__Page excerpt__.
-=-=-=-=-
Everything seems the same. And yet nothing really was. For when I look at her now, it’s only her I see.
Unlike before, when I look at her, I see it all --- the dreams behind the smile, the thoughts that bring out the laughter, the memories that prompts her to gesture.

She’s become a stranger. More a stranger than when I first met her.

There she stands, my best friend. But she’s not mine anymore.

10.03.2004

Why do I love her?

Tough question. I don't even know how or where to begin. I'm not sure if I could possibly find the right words to express what or how much I feel for her, let alone explain why I love her. I don't believe the English language has all the words I would need.

Why do I love her?

I guess I just do. I love her just because. I love her just because that's the most natural and possible thing to do.

I love her.

I love her because she's the most incredible, wonderful, amazing and fantastic woman I have ever known in my entire life. I love her because she's sweet, charming, smart, witty, and has a great sense of humor. I love her because she's so cool she's hot.
I love her because she makes me smile. I love her because she makes me laugh. I love her because she makes me happy. I love her because she's the one and only girl who has ever made it through my wall and seen right through my mask. I love her because she accepts the real me, imperfections and all, and still appreciates me for who I am.
-=-=-=-=-
__Data records__.
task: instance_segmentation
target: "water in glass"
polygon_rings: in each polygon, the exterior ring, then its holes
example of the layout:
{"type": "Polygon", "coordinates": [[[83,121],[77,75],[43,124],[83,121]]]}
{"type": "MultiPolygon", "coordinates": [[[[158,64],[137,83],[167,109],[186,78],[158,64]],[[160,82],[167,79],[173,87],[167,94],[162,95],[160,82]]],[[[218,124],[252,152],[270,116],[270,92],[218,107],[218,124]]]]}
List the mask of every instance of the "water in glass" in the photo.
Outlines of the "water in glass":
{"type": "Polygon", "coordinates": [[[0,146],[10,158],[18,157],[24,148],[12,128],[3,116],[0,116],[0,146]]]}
-=-=-=-=-
__Instruction 1__.
From the sentence in the passage about love that begins "I love her because she's sweet," list every adjective the writer uses to describe her.
__Instruction 2__.
In the passage about love, what question does the writer ask more than once?
__Instruction 3__.
Write out the passage about love word for word, between "Unlike before, when" and "not mine anymore.", inclusive.

__Full response 1__.
sweet, charming, smart, witty

__Full response 2__.
"Why do I love her?"

__Full response 3__.
Unlike before, when I look at her, I see it all --- the dreams behind the smile, the thoughts that bring out the laughter, the memories that prompts her to gesture.

She’s become a stranger. More a stranger than when I first met her.

There she stands, my best friend. But she’s not mine anymore.